Data taken from a collection
* Start *
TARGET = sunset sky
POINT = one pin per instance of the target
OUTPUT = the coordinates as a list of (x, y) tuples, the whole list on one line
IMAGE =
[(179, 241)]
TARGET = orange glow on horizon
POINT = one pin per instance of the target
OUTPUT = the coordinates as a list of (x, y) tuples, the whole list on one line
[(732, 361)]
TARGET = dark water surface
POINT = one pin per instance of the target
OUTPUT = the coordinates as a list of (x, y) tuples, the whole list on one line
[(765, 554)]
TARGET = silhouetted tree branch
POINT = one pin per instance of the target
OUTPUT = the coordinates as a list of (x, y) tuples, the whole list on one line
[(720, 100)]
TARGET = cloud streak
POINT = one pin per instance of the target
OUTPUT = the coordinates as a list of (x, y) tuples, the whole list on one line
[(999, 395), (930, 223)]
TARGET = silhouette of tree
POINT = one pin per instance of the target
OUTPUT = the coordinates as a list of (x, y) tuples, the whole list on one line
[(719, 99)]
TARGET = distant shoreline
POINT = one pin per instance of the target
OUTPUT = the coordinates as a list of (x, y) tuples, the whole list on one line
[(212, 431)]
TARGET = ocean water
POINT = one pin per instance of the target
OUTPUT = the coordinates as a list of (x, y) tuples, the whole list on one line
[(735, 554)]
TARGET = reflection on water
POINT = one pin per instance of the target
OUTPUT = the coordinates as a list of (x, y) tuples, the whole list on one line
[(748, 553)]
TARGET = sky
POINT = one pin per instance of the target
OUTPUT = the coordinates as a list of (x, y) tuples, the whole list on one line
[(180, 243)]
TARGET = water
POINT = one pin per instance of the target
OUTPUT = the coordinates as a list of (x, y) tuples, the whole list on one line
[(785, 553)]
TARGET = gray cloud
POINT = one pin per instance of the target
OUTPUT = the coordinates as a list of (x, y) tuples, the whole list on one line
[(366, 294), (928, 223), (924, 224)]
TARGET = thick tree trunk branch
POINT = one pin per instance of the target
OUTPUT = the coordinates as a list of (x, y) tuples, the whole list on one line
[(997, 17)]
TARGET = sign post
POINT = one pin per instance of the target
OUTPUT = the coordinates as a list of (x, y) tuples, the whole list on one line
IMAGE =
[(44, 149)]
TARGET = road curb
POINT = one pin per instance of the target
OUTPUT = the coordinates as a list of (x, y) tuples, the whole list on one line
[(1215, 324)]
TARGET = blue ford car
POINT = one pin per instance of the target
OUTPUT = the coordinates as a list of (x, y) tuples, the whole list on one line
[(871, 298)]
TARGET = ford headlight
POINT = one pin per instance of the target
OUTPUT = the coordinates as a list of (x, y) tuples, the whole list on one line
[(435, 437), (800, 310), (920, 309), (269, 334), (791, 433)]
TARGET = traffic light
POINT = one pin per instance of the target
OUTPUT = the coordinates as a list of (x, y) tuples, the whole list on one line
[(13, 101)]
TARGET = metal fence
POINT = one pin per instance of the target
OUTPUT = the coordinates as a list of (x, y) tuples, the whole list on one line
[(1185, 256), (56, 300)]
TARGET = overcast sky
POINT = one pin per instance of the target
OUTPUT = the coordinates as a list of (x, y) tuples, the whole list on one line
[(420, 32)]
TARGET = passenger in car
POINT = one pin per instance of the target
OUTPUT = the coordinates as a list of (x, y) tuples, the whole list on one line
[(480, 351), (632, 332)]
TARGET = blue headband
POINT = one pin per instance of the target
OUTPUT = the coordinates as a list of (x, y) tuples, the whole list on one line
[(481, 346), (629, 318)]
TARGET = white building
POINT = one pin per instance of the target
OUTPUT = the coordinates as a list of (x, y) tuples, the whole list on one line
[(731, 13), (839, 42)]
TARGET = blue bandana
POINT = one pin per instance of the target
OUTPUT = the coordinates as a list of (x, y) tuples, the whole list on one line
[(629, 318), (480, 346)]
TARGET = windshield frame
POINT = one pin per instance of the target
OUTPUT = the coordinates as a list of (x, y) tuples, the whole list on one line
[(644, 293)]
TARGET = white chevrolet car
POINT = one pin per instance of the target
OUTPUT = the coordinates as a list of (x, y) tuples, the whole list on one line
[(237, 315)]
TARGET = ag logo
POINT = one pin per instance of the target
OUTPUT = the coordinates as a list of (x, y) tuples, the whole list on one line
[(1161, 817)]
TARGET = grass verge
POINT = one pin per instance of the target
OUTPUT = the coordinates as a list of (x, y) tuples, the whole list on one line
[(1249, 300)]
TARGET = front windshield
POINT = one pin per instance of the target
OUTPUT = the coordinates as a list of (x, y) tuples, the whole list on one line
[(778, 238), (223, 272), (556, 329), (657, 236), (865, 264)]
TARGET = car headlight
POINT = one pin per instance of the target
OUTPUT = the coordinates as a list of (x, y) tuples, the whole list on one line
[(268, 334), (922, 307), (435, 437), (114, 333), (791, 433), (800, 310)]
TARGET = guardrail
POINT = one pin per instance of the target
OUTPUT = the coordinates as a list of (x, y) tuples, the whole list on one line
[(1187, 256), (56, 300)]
* End *
• Problem details: Copy out every one of the entries above, word for word and without changes.

• Result for this task:
TARGET = sunset sky
POINT = one pin per instance of the target
OUTPUT = the coordinates as a list of (x, y) tuples, the whole list on one line
IMAGE =
[(179, 241)]
TARGET = orange glow on horizon
POINT = one pin per instance of the target
OUTPUT = the coordinates as a list of (x, y) tuples, the whole list on one line
[(732, 361)]
TARGET = dark water surface
POINT = one pin per instance of the target
OUTPUT = the coordinates as a list of (x, y) tuples, the whole list on one line
[(765, 554)]
TARGET = silhouetted tree branch
POINT = one pin per instance of the target
OUTPUT = the coordinates as a list of (x, y) tuples, the whole list on one line
[(720, 100)]
TARGET = cloud streak
POINT = one pin per instance of the target
OUTPUT = the coordinates as a list of (x, y) tuples, the whole list on one line
[(999, 395), (930, 223)]
TARGET = silhouette of tree
POINT = one pin per instance of the target
OUTPUT = the coordinates as a list of (x, y) tuples, the whole list on one line
[(719, 99)]
TARGET = distant shoreline
POINT = one pin per instance of the target
OUTPUT = the coordinates as a list of (x, y) tuples, the whole list on one line
[(212, 431)]
TARGET = ocean water
POINT = one pin per instance of the target
OUTPUT = the coordinates as a list of (x, y) tuples, the whole list on one line
[(735, 554)]
TARGET = reflection on water
POINT = one pin per instance of the target
OUTPUT = the coordinates as a list of (x, y) tuples, the whole list on one line
[(748, 553)]
TARGET = sky
POINT = one pin per instance of the target
OUTPUT = the coordinates as a list of (x, y) tuples, the whole list on one line
[(180, 243)]
TARGET = water
POINT = one pin per instance of the target
OUTPUT = the coordinates as a list of (x, y) tuples, the whole list on one line
[(785, 553)]
TARGET = gray cloud
POINT = one pin per instance of the target
OUTPUT = the coordinates as a list of (x, y) tuples, the whole list on one line
[(366, 294), (928, 223), (924, 224)]
TARGET = thick tree trunk branch
POINT = one pin per instance of the target
OUTPUT = the coordinates as a list of (x, y) tuples, the whole list on one line
[(997, 17)]
TARGET = sign post
POINT = one pin per instance of the target
OUTPUT = the coordinates as a list of (x, y) tuples, the whole list on one line
IMAGE =
[(44, 149)]
TARGET = road curb
POINT = one pin per instance of the target
OUTPUT = the coordinates as a list of (x, y) tuples, the whole list on one line
[(1215, 324)]
TARGET = blue ford car
POINT = one pin per instance of the target
OUTPUT = the coordinates as a list of (x, y) tuples, the whole list on one line
[(871, 298)]
TARGET = ford headlight
POINT = one pin per instance of the target
OUTPUT = the coordinates as a list of (x, y) tuples, the whole list on one line
[(435, 437), (800, 310), (920, 309), (269, 334), (791, 433)]
TARGET = traffic light
POINT = one pin per instance of the target
OUTPUT = the coordinates as a list of (x, y) tuples, the whole list on one line
[(13, 101)]
TARGET = metal fence
POINT = one pin per instance of the target
OUTPUT = the coordinates as a list of (x, y) tuples, the whole list on one line
[(1185, 256), (56, 300)]
TARGET = overcast sky
POINT = one pin per instance of the target
OUTPUT = the coordinates as a list of (x, y) tuples, the whole list on one line
[(420, 32)]
TARGET = passenger in car
POINT = one pin per instance of the target
OUTPUT = the coordinates as a list of (x, y) tuples, the whole list on one line
[(480, 351), (632, 332)]
TARGET = blue headband
POINT = one pin per instance of the target
OUTPUT = the coordinates as a list of (x, y) tuples, the whole list on one line
[(481, 346), (629, 318)]
TARGET = white building
POINT = one pin per instance of the target
OUTPUT = the coordinates as a list of (x, y) tuples, the whole list on one line
[(731, 13), (839, 42)]
TARGET = blue bandana
POINT = one pin per instance of the target
OUTPUT = the coordinates as a list of (x, y) tuples, the whole list on one line
[(629, 318), (480, 346)]
TARGET = windshield frame
POINT = one pin per instance of the target
OUTPUT = the coordinates as a list of (x, y) tuples, the whole list on one line
[(644, 293)]
TARGET = white chevrolet car
POINT = one pin per instance of the target
OUTPUT = the coordinates as a list of (x, y) tuples, the whole list on one line
[(237, 315)]
TARGET = ag logo
POINT = one pin per instance of the target
OUTPUT = the coordinates as a list of (x, y) tuples, the whole list on one line
[(1161, 817)]
TARGET = grass verge
POINT = one pin per instance of the target
OUTPUT = the coordinates as a list of (x, y) tuples, the whole list on one line
[(1249, 300)]
TARGET = front windshield
POINT = one pin per instance of the target
OUTPUT = the coordinates as a list of (x, y) tuples, the whole list on one line
[(778, 238), (223, 272), (556, 329), (657, 236), (865, 264)]
TARGET = car headlight
POINT = one pin per instance of the target
OUTPUT = the coordinates as a list of (x, y) tuples, the whole list on one line
[(268, 334), (922, 307), (435, 437), (114, 333), (791, 433), (800, 310)]
TARGET = guardrail
POINT = one pin per instance of the target
OUTPUT = the coordinates as a list of (x, y) tuples, the whole list on one line
[(1187, 256), (56, 300)]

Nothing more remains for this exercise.